Material shown:
******
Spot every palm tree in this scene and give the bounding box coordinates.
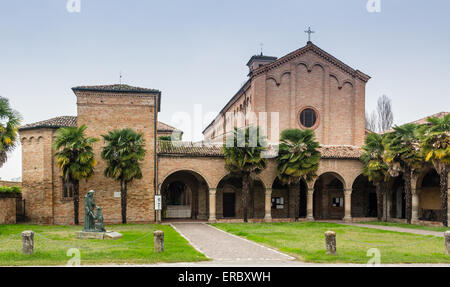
[53,125,98,225]
[418,114,450,226]
[360,133,389,221]
[223,127,267,222]
[101,128,146,224]
[277,129,321,221]
[0,97,20,167]
[383,123,423,224]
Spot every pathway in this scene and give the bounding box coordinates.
[171,223,301,266]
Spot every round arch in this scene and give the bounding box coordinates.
[160,169,209,219]
[216,174,266,219]
[352,174,377,218]
[313,171,346,219]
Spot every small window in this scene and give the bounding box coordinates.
[300,108,317,128]
[332,197,344,207]
[272,197,284,209]
[61,179,73,199]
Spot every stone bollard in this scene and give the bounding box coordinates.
[444,230,450,255]
[153,230,164,253]
[325,231,336,255]
[22,231,34,254]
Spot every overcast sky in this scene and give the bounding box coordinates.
[0,0,450,179]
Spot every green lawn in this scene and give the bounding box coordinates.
[214,222,450,264]
[359,221,450,232]
[0,224,207,266]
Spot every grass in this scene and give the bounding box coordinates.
[214,222,450,264]
[360,221,450,232]
[0,224,207,266]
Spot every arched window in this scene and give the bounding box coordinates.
[300,108,317,128]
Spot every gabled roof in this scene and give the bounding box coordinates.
[253,42,370,82]
[19,116,181,132]
[202,42,370,134]
[72,84,161,94]
[19,116,77,131]
[157,121,181,132]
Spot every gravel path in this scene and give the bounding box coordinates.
[171,223,298,265]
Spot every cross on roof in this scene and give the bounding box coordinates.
[305,27,315,42]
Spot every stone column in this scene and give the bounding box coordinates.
[325,231,336,255]
[22,230,34,255]
[344,188,352,222]
[209,188,216,222]
[153,230,164,253]
[264,188,272,222]
[306,187,314,220]
[411,188,420,222]
[447,179,450,226]
[444,231,450,255]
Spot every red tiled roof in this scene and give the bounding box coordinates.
[158,141,362,159]
[19,116,77,130]
[20,116,180,132]
[157,141,223,157]
[72,84,160,93]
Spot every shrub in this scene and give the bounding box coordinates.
[0,186,22,193]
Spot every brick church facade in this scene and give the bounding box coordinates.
[20,42,450,227]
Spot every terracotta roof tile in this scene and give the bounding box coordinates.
[20,116,180,132]
[158,141,362,159]
[72,84,160,93]
[19,116,77,130]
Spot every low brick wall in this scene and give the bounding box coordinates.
[0,193,20,224]
[0,180,22,187]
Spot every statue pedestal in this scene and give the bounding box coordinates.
[76,231,122,240]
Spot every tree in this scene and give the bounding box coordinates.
[0,97,21,167]
[366,111,378,132]
[418,114,450,226]
[383,123,423,223]
[101,128,146,224]
[374,95,394,132]
[222,126,267,222]
[360,133,389,221]
[53,125,98,225]
[277,129,321,221]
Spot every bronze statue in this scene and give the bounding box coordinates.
[83,190,106,232]
[95,206,106,232]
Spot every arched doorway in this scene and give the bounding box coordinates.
[352,174,377,217]
[391,177,406,219]
[313,172,345,219]
[161,170,209,220]
[272,177,308,218]
[418,169,443,221]
[216,175,265,219]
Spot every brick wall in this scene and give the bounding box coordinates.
[0,194,16,224]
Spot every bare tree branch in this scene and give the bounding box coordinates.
[377,95,394,132]
[366,111,377,132]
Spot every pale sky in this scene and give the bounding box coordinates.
[0,0,450,179]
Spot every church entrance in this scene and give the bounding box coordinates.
******
Swap "in this scene" for "in this view" throughout the items above and write them out again with everything else unchanged. Omit the pictures.

Response below:
Spot every palm tree in this view and give the bounding box coordinates.
[53,125,98,225]
[418,114,450,226]
[360,133,389,221]
[223,127,267,222]
[101,128,146,224]
[277,129,321,221]
[0,97,20,167]
[383,123,423,224]
Spot every pathway in this view and give the bounding box coordinates.
[171,223,301,266]
Spot every round arch in this view and give the bounding box coordinates.
[160,169,209,219]
[216,174,266,219]
[352,174,377,218]
[313,171,346,219]
Spot every small window in this view and give the bounding box coordinates.
[300,108,317,128]
[332,197,344,207]
[272,197,284,209]
[61,179,73,199]
Spot every stone bollard in this view and give the bounding box coordinates.
[444,230,450,255]
[153,230,164,253]
[325,231,336,255]
[22,231,34,254]
Spot every overcast sky in this view and give the bounding box coordinates.
[0,0,450,179]
Spot every green lawn in this view and give the bounding box coordinates.
[214,222,450,264]
[359,221,450,232]
[0,224,207,266]
Spot every grass in this view and give the bounding box coordinates.
[214,222,450,264]
[360,221,450,232]
[0,224,207,266]
Spot every arched window in this view and give the bounding box coordinates.
[300,108,317,128]
Spot every gabled roof in this view and give the bounding box coordinates.
[253,42,370,82]
[19,116,181,132]
[202,42,370,134]
[72,84,161,94]
[19,116,77,131]
[157,121,181,132]
Spot every gravel path in this view and give the bounding box coordinates.
[171,223,298,265]
Spot every cross on roof in this view and give the bounding box coordinates.
[305,27,315,42]
Spot every stone column in this view and give the bounding box coordinates.
[325,231,336,255]
[22,230,34,255]
[344,188,352,222]
[209,188,216,222]
[153,230,164,253]
[264,188,272,222]
[306,187,314,220]
[411,188,420,222]
[447,179,450,226]
[444,231,450,255]
Spot every red tiled roof in this view and give the bounding box coordinates.
[158,141,362,159]
[19,116,77,130]
[20,116,180,132]
[157,141,223,157]
[72,84,160,93]
Spot every shrub in this view and give the bounding box coordinates.
[0,186,22,193]
Spot every brick church facade in this view and give the bounding box coordinates.
[20,42,450,227]
Spot every terracotta roof tile in this view and give the bounding box coordinates.
[20,116,180,132]
[158,141,362,159]
[72,84,160,93]
[19,116,77,130]
Spot every low brick wall in this view and give the bounding box coordinates.
[0,193,20,224]
[0,180,22,187]
Spot every statue pedestal in this view and give the bounding box coordinates.
[76,231,122,240]
Spot every tree in this view and give the bounding box coordinates.
[0,97,21,167]
[366,111,378,132]
[418,114,450,226]
[383,123,423,223]
[101,128,146,224]
[374,95,394,132]
[222,126,267,222]
[360,133,389,221]
[53,125,98,225]
[277,129,321,221]
Spot every bronze statue in this view and give the bounding box coordinates.
[83,190,106,232]
[95,206,106,232]
Spot every arched doorway in this view and give the bounding box coordinates.
[352,174,377,217]
[391,177,406,219]
[313,172,345,219]
[161,170,209,220]
[272,177,308,218]
[418,169,443,221]
[216,175,265,219]
Spot every brick wall in this view and give the bounding box coordinates.
[0,194,16,224]
Spot every bare tree branch in this view and give the bounding box coordinates.
[377,95,394,132]
[366,111,377,132]
Spot every pale sky in this view and give the bounding box coordinates.
[0,0,450,179]
Spot every church entrance in this view and give the bounding box coordinates.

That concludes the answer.